[EXTRACTED RECORDS]

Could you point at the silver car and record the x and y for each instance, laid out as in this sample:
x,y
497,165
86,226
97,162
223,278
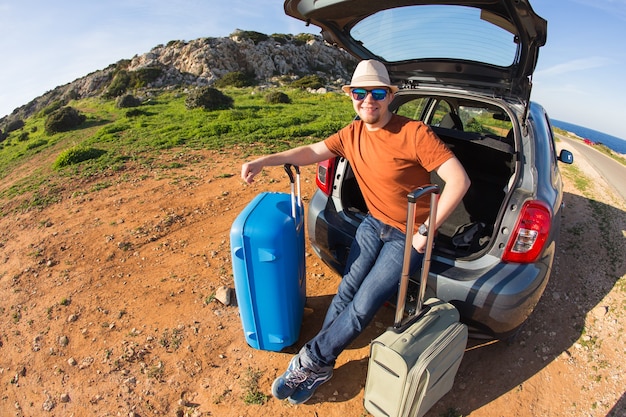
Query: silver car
x,y
464,68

[/EXTRACTED RECORDS]

ACTION ITEM. Be exact. Write out all the entries and omit the pictures.

WRITTEN ANSWER.
Could you point at the silver car and record the x and y for each instance, laid out as in this sample:
x,y
497,165
86,226
97,162
223,278
Query: silver car
x,y
464,68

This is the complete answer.